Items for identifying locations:

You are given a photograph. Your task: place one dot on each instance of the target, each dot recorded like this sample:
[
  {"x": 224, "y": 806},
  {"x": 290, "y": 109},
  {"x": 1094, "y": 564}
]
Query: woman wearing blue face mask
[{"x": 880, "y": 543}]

TASK REQUIREMENTS: Reproduce the material above line for line, leaving every character unchanged.

TASK SOLUTION:
You are given a photograph. Your task: place one dot on each instance of the target, each dot recorded like this sample:
[
  {"x": 224, "y": 806},
  {"x": 290, "y": 109},
  {"x": 1094, "y": 564}
]
Query: woman wearing blue face mask
[{"x": 880, "y": 543}]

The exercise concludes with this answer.